## Records supplied
▼
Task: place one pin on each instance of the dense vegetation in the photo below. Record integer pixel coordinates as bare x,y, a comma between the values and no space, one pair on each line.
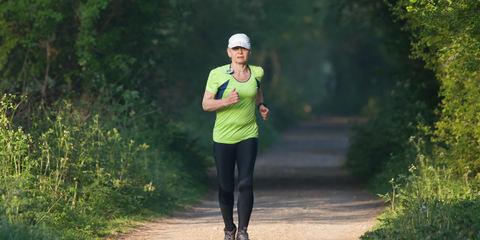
101,119
101,122
422,141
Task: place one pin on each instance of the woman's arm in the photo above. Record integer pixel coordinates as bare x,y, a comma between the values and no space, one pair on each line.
211,104
263,109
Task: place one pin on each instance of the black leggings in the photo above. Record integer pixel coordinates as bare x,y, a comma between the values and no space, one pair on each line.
244,154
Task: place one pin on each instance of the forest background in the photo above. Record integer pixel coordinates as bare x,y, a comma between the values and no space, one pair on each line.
101,120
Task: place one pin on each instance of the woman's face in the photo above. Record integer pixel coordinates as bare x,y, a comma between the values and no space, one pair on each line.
239,55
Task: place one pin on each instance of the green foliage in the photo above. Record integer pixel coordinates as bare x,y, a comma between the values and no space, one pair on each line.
72,173
430,203
439,198
446,39
9,231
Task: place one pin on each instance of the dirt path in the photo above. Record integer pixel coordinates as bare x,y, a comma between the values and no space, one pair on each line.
301,193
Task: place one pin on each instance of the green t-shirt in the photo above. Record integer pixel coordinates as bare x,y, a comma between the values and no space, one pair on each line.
235,122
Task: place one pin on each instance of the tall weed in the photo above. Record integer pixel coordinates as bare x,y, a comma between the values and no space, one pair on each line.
74,172
432,202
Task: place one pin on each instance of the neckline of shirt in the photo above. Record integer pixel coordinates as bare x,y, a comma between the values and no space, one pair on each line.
248,66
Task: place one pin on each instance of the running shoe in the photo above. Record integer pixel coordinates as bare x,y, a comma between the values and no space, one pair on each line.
230,235
242,234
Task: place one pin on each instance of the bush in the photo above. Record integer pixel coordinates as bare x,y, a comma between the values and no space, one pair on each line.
430,203
73,172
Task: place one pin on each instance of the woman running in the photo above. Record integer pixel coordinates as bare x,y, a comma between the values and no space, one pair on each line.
233,91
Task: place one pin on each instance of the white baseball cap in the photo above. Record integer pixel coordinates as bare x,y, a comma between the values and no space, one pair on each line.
239,40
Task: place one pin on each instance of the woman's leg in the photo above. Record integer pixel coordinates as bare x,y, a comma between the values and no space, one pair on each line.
246,155
224,155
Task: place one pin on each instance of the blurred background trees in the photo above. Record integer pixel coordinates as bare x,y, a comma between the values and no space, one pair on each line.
409,67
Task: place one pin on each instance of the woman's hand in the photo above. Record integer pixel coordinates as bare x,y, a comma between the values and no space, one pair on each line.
264,111
232,98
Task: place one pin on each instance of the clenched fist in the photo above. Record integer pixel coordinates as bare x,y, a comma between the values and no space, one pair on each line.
232,97
264,111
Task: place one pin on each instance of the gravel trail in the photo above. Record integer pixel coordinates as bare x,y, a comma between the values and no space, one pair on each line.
301,193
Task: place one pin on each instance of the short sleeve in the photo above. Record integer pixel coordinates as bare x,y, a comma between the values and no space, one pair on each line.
212,82
258,74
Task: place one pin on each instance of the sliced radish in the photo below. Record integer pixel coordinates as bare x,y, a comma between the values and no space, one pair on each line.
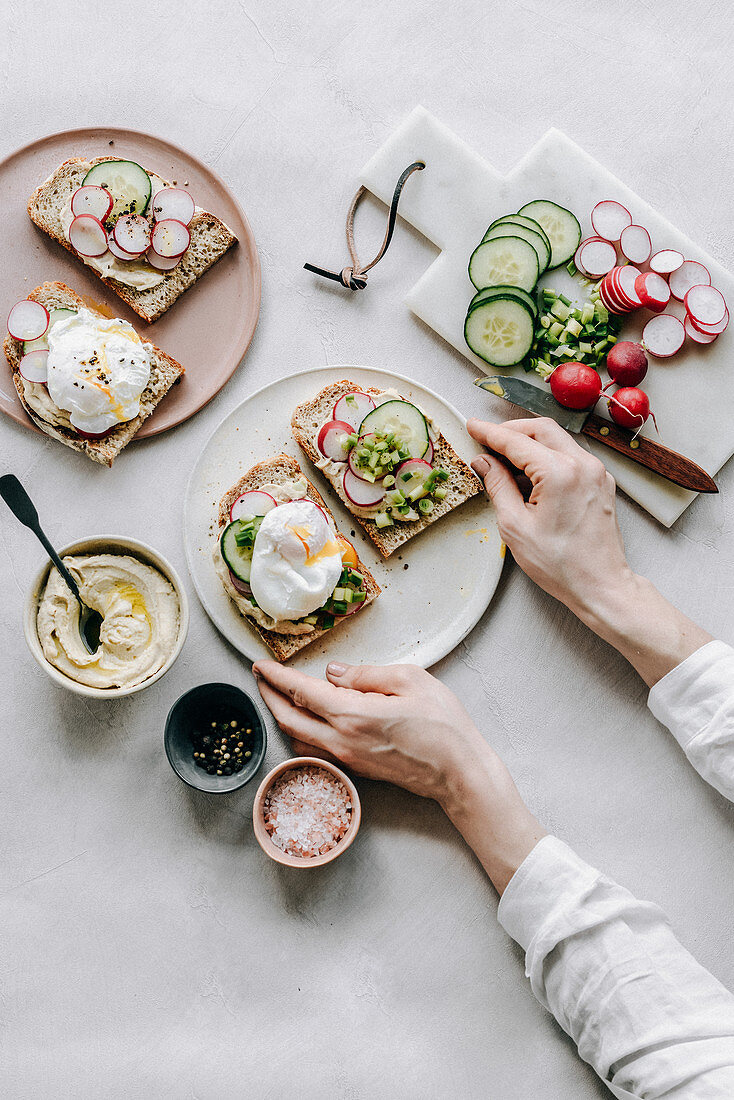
666,261
610,219
332,438
664,336
33,366
162,263
690,273
598,257
252,503
362,493
241,586
635,244
705,305
171,238
625,284
28,320
132,233
87,235
94,200
117,251
696,334
711,330
653,290
353,408
173,202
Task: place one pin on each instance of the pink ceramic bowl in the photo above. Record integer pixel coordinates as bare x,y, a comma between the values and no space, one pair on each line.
259,821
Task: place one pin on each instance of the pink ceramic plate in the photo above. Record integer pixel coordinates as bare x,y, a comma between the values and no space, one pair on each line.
208,329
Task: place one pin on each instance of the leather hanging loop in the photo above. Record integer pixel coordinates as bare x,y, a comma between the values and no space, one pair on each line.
354,276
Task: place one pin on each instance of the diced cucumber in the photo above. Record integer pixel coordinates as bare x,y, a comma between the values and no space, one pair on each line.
505,261
561,228
42,342
129,185
404,420
530,235
500,331
521,219
505,292
238,558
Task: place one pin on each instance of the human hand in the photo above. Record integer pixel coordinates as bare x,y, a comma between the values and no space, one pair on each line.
566,536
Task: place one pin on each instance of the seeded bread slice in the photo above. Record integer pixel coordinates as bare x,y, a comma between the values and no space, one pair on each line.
210,240
461,485
277,471
164,372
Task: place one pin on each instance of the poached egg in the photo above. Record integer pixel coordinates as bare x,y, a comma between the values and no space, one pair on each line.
296,561
98,367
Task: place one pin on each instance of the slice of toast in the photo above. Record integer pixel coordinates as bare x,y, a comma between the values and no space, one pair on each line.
276,471
210,240
164,372
461,485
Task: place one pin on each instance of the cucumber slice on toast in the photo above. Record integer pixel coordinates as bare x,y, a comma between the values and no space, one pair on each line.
505,261
560,226
129,185
500,331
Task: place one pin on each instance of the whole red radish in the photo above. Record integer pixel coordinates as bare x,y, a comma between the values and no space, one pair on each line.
576,385
626,363
630,407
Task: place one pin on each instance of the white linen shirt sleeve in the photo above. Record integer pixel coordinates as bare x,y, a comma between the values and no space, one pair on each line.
696,702
642,1011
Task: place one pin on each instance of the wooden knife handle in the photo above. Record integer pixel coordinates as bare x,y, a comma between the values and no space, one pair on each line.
655,457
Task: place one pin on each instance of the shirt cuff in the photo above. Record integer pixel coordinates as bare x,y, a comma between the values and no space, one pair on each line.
544,882
688,697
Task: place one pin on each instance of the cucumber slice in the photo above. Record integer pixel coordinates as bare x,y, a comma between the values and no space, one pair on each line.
129,185
500,331
505,292
239,559
519,219
534,238
42,342
506,261
560,226
404,420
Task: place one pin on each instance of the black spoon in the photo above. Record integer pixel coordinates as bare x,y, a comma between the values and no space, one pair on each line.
22,507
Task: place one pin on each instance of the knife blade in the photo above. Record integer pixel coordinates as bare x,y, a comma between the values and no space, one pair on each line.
645,452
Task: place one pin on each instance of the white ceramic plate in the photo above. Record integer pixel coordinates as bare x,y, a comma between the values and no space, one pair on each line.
434,590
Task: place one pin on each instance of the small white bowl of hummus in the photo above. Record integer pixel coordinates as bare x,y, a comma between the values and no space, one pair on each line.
144,617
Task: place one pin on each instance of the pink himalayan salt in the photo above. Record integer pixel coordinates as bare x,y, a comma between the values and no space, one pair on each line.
307,811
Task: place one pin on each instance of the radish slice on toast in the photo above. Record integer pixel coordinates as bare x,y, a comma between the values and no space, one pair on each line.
690,273
87,235
610,219
173,202
332,438
653,290
705,305
33,366
598,257
664,336
635,243
252,503
666,261
171,238
94,200
362,493
28,320
696,334
353,408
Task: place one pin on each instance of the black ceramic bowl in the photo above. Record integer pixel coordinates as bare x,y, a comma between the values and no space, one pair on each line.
193,713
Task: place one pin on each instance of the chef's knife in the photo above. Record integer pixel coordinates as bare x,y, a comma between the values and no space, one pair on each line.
645,452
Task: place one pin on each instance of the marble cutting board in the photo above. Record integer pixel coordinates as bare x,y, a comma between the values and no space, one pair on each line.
453,200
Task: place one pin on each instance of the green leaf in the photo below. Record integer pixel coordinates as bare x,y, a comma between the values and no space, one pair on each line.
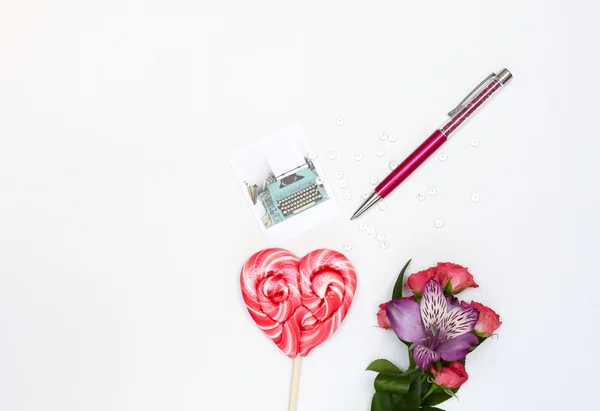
438,397
397,293
384,401
397,384
412,399
384,366
387,401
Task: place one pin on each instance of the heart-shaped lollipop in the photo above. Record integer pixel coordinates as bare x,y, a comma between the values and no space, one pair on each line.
298,303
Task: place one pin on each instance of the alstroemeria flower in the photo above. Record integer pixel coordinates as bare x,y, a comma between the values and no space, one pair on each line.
439,327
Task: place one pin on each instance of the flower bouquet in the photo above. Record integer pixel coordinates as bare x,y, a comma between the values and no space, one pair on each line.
439,330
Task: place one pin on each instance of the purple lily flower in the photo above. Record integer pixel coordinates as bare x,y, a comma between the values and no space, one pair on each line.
439,327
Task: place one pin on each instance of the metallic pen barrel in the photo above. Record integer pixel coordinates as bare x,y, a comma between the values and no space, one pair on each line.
369,202
463,111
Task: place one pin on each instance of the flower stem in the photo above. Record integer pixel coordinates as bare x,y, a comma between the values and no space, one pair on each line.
432,389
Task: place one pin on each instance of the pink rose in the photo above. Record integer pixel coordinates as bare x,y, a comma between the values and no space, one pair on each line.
488,322
459,277
382,319
416,282
452,376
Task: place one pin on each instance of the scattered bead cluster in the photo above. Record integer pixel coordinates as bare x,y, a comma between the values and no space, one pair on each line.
374,180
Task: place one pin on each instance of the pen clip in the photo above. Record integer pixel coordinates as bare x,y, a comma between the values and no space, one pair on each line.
461,104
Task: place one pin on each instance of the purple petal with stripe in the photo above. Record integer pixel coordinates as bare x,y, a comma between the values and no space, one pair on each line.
433,306
405,319
452,302
457,348
424,356
459,321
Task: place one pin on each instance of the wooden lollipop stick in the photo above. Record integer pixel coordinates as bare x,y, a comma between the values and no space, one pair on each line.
295,381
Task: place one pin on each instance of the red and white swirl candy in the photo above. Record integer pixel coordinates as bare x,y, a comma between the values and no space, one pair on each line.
298,303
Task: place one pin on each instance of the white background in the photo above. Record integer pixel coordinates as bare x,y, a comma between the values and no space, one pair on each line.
122,228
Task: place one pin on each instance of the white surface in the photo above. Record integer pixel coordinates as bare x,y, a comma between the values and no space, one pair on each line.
122,228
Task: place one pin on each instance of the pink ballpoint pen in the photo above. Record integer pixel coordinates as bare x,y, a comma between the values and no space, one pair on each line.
463,111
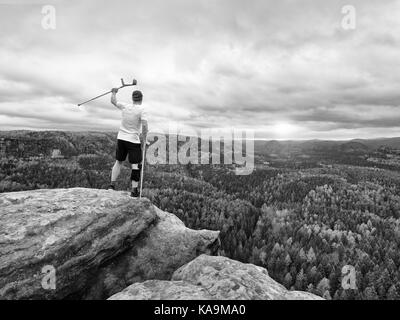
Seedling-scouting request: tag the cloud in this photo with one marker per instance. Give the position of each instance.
(205, 64)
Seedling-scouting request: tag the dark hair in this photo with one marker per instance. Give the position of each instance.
(137, 96)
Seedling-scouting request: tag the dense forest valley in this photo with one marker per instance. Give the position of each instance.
(308, 209)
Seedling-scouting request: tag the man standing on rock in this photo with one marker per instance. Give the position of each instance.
(134, 120)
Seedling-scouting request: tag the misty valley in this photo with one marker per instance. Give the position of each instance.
(308, 209)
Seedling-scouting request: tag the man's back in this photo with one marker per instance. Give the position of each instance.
(132, 117)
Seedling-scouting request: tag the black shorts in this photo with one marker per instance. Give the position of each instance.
(132, 150)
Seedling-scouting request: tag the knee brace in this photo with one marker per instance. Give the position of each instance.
(135, 175)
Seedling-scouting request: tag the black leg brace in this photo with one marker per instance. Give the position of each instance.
(135, 175)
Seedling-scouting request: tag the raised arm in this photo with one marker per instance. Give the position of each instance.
(114, 98)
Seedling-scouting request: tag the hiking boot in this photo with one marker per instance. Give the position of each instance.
(135, 193)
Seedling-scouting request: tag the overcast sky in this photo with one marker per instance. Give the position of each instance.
(286, 69)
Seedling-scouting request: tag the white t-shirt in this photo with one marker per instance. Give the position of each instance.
(132, 117)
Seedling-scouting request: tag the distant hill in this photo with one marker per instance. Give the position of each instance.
(28, 143)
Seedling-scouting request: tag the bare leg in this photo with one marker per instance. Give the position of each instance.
(135, 183)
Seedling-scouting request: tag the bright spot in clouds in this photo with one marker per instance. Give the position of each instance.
(283, 130)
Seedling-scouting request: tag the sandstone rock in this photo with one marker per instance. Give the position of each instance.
▲
## Instructions for the task
Please rewrite the part that opens with the line containing "Seedling-scouting request: tag the white" and runs through the end of the items, substituting "far ridge" for "distant hill" and leaving everything else unchanged. Give only that part.

## Solution to this problem
Seedling-scouting request: tag the white t-shirt in this photo with one marker per instance. Give the position of each instance.
(132, 117)
Seedling-scouting request: tag the far ridge in this photo with one marker per instance. Give the position of each instance.
(28, 143)
Seedling-scouting request: tag the bare leg in this photo with one marker per instance. Give the position of each instance.
(135, 183)
Seedling-scouting request: tag the bright spot in clouds in this photo with one marker per instance. Give the position of each instance.
(283, 130)
Seedling-scouting request: tag the sandstone rock in this photo with one marker per instance. Give the position of each instance.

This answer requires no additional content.